:: The exercise ::
Please give the data below again in full, exactly as it stands.

▬▬▬

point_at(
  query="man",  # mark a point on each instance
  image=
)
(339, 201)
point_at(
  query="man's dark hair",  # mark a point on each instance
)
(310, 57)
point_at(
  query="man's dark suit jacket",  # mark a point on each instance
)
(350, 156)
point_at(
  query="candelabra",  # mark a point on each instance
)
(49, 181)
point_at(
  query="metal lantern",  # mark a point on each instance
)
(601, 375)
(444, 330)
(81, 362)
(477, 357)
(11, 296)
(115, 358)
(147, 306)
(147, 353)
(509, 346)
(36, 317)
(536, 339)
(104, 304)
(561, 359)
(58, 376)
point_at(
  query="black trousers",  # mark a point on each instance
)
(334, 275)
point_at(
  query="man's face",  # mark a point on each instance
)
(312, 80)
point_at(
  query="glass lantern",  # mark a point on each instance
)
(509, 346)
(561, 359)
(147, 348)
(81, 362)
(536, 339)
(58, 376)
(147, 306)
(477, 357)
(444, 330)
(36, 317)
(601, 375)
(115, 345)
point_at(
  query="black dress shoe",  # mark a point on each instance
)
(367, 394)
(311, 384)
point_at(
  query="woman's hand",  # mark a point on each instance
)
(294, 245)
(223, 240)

▬▬▬

:: Task result ::
point_at(
  query="man",  # mark a point on each instance
  image=
)
(339, 201)
point_at(
  query="man's dark hair",  # mark a point on each instance
)
(310, 57)
point_at(
  query="man's dark suit jacket",  # mark a point on each instance
)
(350, 156)
point_at(
  query="candelabra",  # mark a point on each instance
)
(49, 181)
point_at(
  query="metal lantern",  # mark a point on each instance
)
(601, 375)
(444, 330)
(81, 362)
(477, 357)
(11, 296)
(115, 358)
(147, 306)
(147, 353)
(509, 346)
(36, 317)
(536, 339)
(104, 304)
(561, 359)
(58, 376)
point_at(
  query="black trousers",  # mark a point on each instance
)
(334, 275)
point_at(
  query="man's face",  # mark a point on each instance
)
(312, 80)
point_at(
  query="glass lantern",  # mark a point on each instance
)
(509, 346)
(561, 359)
(147, 348)
(81, 362)
(536, 339)
(58, 376)
(147, 306)
(477, 357)
(444, 330)
(36, 317)
(601, 375)
(115, 345)
point_at(
  query="black dress shoe",  # mark a point on each instance
)
(367, 394)
(311, 384)
point_at(
  query="woman's hand",  # mark a point on each instance
)
(294, 245)
(223, 240)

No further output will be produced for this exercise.